### The exercise
Format the rows below as a numbered list, leaving out any blank lines.

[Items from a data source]
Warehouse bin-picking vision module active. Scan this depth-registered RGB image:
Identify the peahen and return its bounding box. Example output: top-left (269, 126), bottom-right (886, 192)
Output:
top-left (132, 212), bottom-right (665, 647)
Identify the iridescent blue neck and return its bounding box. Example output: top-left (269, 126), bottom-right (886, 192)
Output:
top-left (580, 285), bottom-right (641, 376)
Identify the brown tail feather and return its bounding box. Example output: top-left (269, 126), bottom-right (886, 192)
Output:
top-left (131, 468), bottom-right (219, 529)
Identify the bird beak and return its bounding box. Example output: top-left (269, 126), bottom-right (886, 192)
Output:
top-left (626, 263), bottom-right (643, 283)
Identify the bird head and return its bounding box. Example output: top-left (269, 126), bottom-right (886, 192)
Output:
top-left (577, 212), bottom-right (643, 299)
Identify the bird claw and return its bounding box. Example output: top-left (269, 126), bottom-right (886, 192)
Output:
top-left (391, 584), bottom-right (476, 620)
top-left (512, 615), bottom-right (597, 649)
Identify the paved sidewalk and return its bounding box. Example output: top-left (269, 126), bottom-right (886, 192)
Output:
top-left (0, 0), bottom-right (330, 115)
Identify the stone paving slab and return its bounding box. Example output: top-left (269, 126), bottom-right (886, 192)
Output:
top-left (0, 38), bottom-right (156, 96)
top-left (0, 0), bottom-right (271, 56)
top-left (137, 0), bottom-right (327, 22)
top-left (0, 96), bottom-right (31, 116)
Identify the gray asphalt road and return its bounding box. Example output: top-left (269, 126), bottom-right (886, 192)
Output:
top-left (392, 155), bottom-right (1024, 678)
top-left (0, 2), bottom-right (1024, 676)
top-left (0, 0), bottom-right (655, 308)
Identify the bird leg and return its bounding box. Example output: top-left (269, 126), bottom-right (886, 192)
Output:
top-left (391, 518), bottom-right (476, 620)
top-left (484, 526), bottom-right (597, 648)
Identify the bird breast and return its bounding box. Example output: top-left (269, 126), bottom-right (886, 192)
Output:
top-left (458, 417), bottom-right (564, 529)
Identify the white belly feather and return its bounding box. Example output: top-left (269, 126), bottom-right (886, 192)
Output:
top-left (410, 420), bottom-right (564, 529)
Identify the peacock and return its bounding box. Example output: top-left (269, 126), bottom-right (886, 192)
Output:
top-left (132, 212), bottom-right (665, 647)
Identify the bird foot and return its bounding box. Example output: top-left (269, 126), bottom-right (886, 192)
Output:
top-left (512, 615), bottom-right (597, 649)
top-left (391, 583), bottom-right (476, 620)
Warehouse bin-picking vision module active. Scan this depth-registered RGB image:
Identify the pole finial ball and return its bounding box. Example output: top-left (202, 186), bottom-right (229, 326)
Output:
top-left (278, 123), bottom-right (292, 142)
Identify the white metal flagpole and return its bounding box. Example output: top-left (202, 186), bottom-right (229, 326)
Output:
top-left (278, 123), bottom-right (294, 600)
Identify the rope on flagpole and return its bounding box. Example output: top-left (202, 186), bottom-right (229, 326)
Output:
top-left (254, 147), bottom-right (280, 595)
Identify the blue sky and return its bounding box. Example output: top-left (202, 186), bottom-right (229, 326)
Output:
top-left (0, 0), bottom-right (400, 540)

### Written response
1. Warehouse bin-picking vision module active. Scan this depth-registered RGB image:
2. Identify the peahen and return its bounding box. Example output: top-left (269, 126), bottom-right (886, 192)
3. Output:
4. top-left (132, 212), bottom-right (665, 647)
5. Identify the iridescent blue neck and return its bounding box. Example output: top-left (269, 126), bottom-right (886, 192)
6. Output:
7. top-left (580, 285), bottom-right (641, 376)
8. Identify the brown tail feather and return its bounding box. Example output: top-left (269, 126), bottom-right (886, 192)
9. Output:
10. top-left (131, 468), bottom-right (219, 529)
11. Identify the bird beak and return its bounding box. Example output: top-left (269, 126), bottom-right (886, 192)
12. Output:
13. top-left (626, 263), bottom-right (643, 283)
14. Identify the bird head and return its bounding box. Example output: top-left (269, 126), bottom-right (886, 192)
15. Output:
16. top-left (577, 212), bottom-right (643, 299)
17. Identify the bird claw and return its bounding box. Example output: top-left (269, 126), bottom-right (886, 192)
18. Output:
19. top-left (391, 584), bottom-right (476, 620)
20. top-left (512, 615), bottom-right (597, 649)
21. Identify the paved sidewalk and return its bounding box. Example output: top-left (269, 126), bottom-right (886, 192)
22. Output:
23. top-left (0, 0), bottom-right (330, 115)
24. Identify the stone paving slab and return its bounding box. Example output: top-left (269, 126), bottom-right (886, 192)
25. Output:
26. top-left (0, 38), bottom-right (156, 96)
27. top-left (0, 0), bottom-right (271, 56)
28. top-left (137, 0), bottom-right (327, 22)
29. top-left (0, 96), bottom-right (31, 116)
30. Identify the gray asphalt road and return its bounding box. Example output: top-left (269, 126), bottom-right (886, 192)
31. Output:
32. top-left (392, 155), bottom-right (1024, 678)
33. top-left (0, 2), bottom-right (1024, 676)
34. top-left (0, 0), bottom-right (655, 308)
35. Identify the bird leg and return its bounding box. Example output: top-left (269, 126), bottom-right (886, 192)
36. Output:
37. top-left (391, 518), bottom-right (476, 620)
38. top-left (484, 526), bottom-right (597, 648)
39. Identify the bird breast and return its bounding box. Example output: top-left (269, 126), bottom-right (886, 192)
40. Output:
41. top-left (458, 417), bottom-right (564, 529)
42. Identify the white belly feather and return its bounding box. Example output: top-left (269, 126), bottom-right (886, 192)
43. Output:
44. top-left (410, 420), bottom-right (564, 529)
45. Identify the peacock and return its bounding box. Example output: top-left (269, 126), bottom-right (886, 192)
46. Output:
47. top-left (132, 212), bottom-right (665, 647)
48. Identify the bird foot and return its bounding box. Example output: top-left (269, 126), bottom-right (886, 192)
49. Output:
50. top-left (512, 615), bottom-right (597, 649)
51. top-left (391, 583), bottom-right (476, 620)
52. Warehouse bin-picking vision module active. Scan this depth-registered RGB image:
53. Identify the pole finial ball and return its bounding box. Example output: top-left (202, 186), bottom-right (229, 326)
54. Output:
55. top-left (278, 123), bottom-right (292, 142)
56. Identify the white metal flagpole and return its bounding box. Example output: top-left (202, 186), bottom-right (229, 326)
57. Output:
58. top-left (278, 123), bottom-right (294, 600)
59. Identify the rope on flagpole and return its bounding box. Example output: top-left (202, 186), bottom-right (229, 326)
60. Output:
61. top-left (254, 147), bottom-right (280, 595)
62. Identify the blue sky and return its bounding box. Example output: top-left (202, 186), bottom-right (229, 326)
63. Output:
64. top-left (0, 0), bottom-right (400, 540)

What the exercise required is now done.